(Stored items from a collection)
--------
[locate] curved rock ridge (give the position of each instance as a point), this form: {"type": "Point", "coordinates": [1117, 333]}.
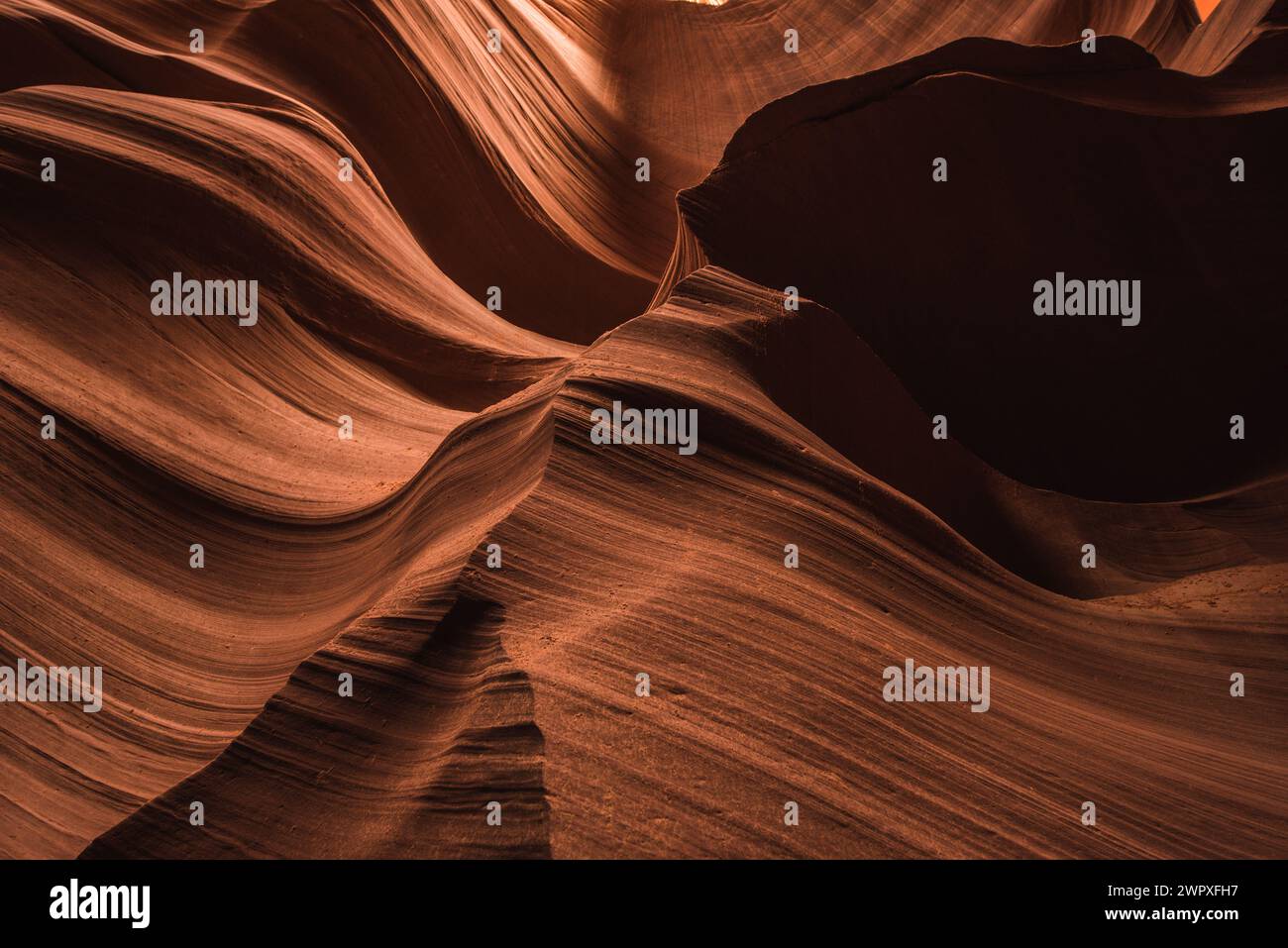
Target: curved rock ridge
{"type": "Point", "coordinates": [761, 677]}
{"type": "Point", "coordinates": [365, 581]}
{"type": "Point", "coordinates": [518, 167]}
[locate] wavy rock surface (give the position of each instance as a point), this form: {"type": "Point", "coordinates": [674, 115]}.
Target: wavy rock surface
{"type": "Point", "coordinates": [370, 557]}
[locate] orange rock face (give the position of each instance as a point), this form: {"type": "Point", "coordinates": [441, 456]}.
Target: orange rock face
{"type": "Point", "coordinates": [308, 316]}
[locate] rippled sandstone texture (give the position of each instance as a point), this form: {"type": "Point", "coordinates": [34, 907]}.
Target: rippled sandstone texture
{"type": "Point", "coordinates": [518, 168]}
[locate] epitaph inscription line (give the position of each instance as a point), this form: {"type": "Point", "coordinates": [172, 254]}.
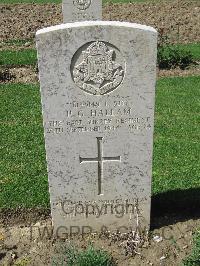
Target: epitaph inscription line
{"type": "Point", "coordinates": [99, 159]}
--------
(Aim)
Please write out every line of the records above again, including the requests, but multiply each coordinate in the answer points by 2.15 and round it to a whole number, with halves rounding up. Keep the numbers in the requests unchanged, and leave the pictures out.

(Written reply)
[locate] curved rock ridge (give the position of each instance as a point), this form: {"type": "Point", "coordinates": [1117, 333]}.
Target: curved rock ridge
{"type": "Point", "coordinates": [1636, 1456]}
{"type": "Point", "coordinates": [785, 1249]}
{"type": "Point", "coordinates": [1114, 359]}
[locate] wavy rock surface (give the position of each instance as a point), this form: {"type": "Point", "coordinates": [674, 115]}.
Target: wavy rock surface
{"type": "Point", "coordinates": [796, 1198]}
[locate] orange rock face (give the position of each instance as a point), this form: {"type": "Point", "coordinates": [441, 456]}.
Target: orange rock face
{"type": "Point", "coordinates": [662, 679]}
[locate] rippled sandstone texture (give the position of each instance as a point), this form: {"type": "Point", "coordinates": [34, 907]}.
Target: rippled sandstone texture
{"type": "Point", "coordinates": [1114, 361]}
[locate] epitaph inscription line (give the position of each instance as a point), this form: {"type": "Point", "coordinates": [172, 254]}.
Target: epitaph inscription line
{"type": "Point", "coordinates": [213, 342]}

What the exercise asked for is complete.